**Exercise objective**
For each record that follows, give it back exactly, with no pictures included.
Record set: Begin
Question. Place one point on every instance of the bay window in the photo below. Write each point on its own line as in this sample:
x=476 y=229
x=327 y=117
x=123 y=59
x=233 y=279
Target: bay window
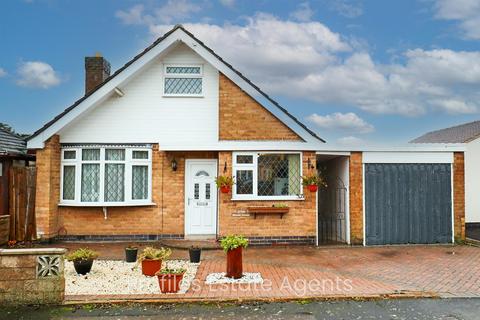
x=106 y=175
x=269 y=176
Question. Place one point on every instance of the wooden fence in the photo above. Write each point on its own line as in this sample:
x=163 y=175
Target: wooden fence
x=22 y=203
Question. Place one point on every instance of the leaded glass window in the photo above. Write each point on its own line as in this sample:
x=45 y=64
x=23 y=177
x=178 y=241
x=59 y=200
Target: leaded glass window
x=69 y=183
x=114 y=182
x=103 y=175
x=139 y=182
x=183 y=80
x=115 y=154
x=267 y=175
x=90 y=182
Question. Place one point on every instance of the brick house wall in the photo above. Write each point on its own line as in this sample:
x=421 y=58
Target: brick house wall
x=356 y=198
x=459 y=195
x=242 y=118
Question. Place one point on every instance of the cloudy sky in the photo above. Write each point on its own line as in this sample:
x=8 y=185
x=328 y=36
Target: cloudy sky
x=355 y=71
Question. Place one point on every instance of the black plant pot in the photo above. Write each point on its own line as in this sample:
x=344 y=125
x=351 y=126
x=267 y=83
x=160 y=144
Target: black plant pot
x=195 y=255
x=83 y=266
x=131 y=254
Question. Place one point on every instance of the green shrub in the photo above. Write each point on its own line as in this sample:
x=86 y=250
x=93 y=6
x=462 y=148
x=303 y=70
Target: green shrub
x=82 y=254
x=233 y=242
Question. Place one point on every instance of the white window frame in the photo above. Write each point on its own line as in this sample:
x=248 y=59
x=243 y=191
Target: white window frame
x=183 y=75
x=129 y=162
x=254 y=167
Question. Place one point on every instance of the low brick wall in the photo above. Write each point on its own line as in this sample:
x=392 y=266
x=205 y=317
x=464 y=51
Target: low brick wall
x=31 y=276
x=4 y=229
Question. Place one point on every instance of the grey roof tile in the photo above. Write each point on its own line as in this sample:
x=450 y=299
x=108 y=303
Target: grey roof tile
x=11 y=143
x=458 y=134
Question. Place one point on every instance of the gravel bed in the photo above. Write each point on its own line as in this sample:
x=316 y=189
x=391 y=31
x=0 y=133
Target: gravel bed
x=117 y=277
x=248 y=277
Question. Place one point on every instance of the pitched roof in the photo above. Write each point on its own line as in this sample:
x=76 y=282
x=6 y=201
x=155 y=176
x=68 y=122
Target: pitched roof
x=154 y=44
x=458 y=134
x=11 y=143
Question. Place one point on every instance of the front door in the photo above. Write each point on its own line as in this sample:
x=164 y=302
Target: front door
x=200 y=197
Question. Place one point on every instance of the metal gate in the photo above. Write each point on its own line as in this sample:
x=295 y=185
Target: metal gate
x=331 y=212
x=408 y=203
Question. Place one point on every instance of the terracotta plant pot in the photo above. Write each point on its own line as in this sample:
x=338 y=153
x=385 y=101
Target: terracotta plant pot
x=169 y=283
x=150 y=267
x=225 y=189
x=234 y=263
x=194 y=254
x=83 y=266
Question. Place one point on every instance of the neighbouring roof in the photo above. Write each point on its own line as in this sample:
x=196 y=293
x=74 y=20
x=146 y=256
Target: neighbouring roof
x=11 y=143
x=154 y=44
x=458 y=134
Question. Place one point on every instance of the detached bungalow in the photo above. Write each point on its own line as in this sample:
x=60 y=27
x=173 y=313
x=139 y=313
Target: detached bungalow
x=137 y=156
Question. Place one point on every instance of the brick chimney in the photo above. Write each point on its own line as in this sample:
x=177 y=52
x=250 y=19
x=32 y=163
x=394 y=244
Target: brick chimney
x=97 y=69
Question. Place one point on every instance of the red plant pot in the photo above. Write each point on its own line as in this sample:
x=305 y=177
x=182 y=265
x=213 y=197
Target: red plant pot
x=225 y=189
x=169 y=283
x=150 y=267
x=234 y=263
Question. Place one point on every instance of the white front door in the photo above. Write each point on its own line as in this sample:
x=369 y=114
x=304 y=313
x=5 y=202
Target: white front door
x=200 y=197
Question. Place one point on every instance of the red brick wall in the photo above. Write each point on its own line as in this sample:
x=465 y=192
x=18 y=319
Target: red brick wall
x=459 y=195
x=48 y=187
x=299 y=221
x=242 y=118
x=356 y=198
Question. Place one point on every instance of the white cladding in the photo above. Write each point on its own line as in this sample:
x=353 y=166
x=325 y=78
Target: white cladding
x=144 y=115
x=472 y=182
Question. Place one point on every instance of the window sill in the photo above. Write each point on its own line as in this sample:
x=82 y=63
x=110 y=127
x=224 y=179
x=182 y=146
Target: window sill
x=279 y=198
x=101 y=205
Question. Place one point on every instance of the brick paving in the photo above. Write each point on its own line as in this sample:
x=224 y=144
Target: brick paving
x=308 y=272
Record set: End
**Task result**
Question. Place one point on every instance of the bay window in the photo below. Write each point on its own line as in this sample:
x=476 y=229
x=327 y=117
x=123 y=59
x=233 y=279
Target: bay window
x=106 y=175
x=269 y=176
Question. Place one point on every instance of the wooden fence in the photo above. Write each point on its own line as in this sample:
x=163 y=175
Target: wooden fence
x=22 y=203
Question. Place one point on every instance of the leaded glass window in the photo above. Write each point on its own line as in this sample:
x=45 y=64
x=23 y=177
x=178 y=241
x=59 y=200
Target: leaded glass window
x=69 y=183
x=114 y=182
x=103 y=175
x=139 y=182
x=183 y=80
x=115 y=154
x=267 y=175
x=90 y=182
Question. Place one point on every instance of the brick house wall in the photo above. Write each point on its own line as in this sample:
x=421 y=58
Target: brick house wall
x=356 y=198
x=459 y=195
x=242 y=118
Question. Place one point on every instance of the cloudy sky in the photo above. Write each point on its own line as in this sample:
x=8 y=185
x=328 y=36
Target: cloudy sky
x=355 y=71
Question. Place one point on every instance of the black plant pot in the photo above. Write each point on its own line as in this sample:
x=344 y=125
x=351 y=126
x=267 y=83
x=160 y=144
Target: black plant pot
x=195 y=255
x=83 y=266
x=131 y=254
Question. Place one point on every instance of the green shrub in the photo above. Write each point on its own line as in this sample:
x=86 y=250
x=93 y=6
x=462 y=148
x=303 y=70
Target: green shrub
x=82 y=254
x=233 y=242
Question. Place one point on every instance of the white window frame in the photo above. Write each point on its own line as in this sample:
x=248 y=59
x=243 y=191
Target: white window frame
x=183 y=75
x=129 y=162
x=254 y=167
Question. Place one point on every instance of the low brick wall in the photo above. Write each point on its own line as in this sample:
x=392 y=266
x=205 y=317
x=464 y=51
Target: low brick wall
x=31 y=276
x=4 y=229
Question. Place one point on every instance of the grey roof tile in the photo above. Write each point on its own line as in this sample:
x=450 y=299
x=108 y=303
Target: grey roof tile
x=11 y=143
x=458 y=134
Question. Place one point on every instance of the gravel bed in the photo above. Write each point on its own line as in this sample:
x=316 y=189
x=391 y=31
x=0 y=133
Target: gravel bed
x=117 y=277
x=248 y=277
Question. Place one point on every instance of the pitched roof in the photo above. Write each point on its own line as in this sample:
x=76 y=282
x=6 y=201
x=155 y=176
x=68 y=122
Target: pitched roof
x=154 y=44
x=458 y=134
x=11 y=143
Question. Place one point on every instance of the front door in the photo above. Write each point on its own line as in this sample:
x=164 y=302
Target: front door
x=200 y=197
Question. Place one point on every instance of the metal gate in the photo above. Write each point on its own line as in this sample:
x=295 y=185
Target: metal gate
x=331 y=212
x=408 y=203
Question. Place one point on every instance of the terracotta plant pot in the photo above. Write each point on its own line as in this sample:
x=338 y=153
x=385 y=101
Target: terracotta plant pot
x=169 y=283
x=150 y=267
x=225 y=189
x=234 y=263
x=194 y=254
x=83 y=266
Question. Place one point on every instance of the neighbouring roof in the photo above. Write each point on its own line as in this sample:
x=196 y=293
x=74 y=20
x=146 y=256
Target: neighbouring roof
x=11 y=143
x=154 y=44
x=458 y=134
Question. Place one point on every instance of the detached bungalow in the photo above. Write each point on its own line as in this sample:
x=60 y=27
x=173 y=313
x=139 y=313
Target: detached bungalow
x=137 y=156
Question. Place one point on every instance of the brick chimney in the photo above. Write each point on its own line as in this sample:
x=177 y=52
x=250 y=19
x=32 y=163
x=394 y=244
Target: brick chimney
x=97 y=69
Question. Place one point on every instance of the red plant pot in the photo above. Write each point on its own line as in this sample:
x=305 y=177
x=182 y=265
x=213 y=197
Target: red plant pot
x=225 y=189
x=169 y=283
x=150 y=267
x=234 y=263
Question. Place one point on every instance of the white front door in the photo above. Write each point on its own line as in this sample:
x=369 y=114
x=304 y=313
x=5 y=202
Target: white front door
x=200 y=197
Question. Place one point on every instance of the red brick wall in the photo above. Write each point on its own line as in this sample:
x=465 y=192
x=18 y=319
Target: red brick wall
x=459 y=195
x=48 y=187
x=299 y=221
x=242 y=118
x=356 y=198
Question. Place one point on every instance of the white cladding in the photo above. Write each point on its own line as in this sample:
x=353 y=166
x=325 y=78
Target: white cladding
x=144 y=115
x=472 y=182
Question. Place one point on every instance of the window sill in the photo above. Write each point on its own line as in this sample:
x=82 y=63
x=110 y=127
x=224 y=179
x=182 y=146
Target: window sill
x=279 y=198
x=101 y=205
Question. Place one point on every instance of the brick paving in the photo above. Write each point on its own line as in this sample:
x=224 y=144
Target: brick paving
x=308 y=272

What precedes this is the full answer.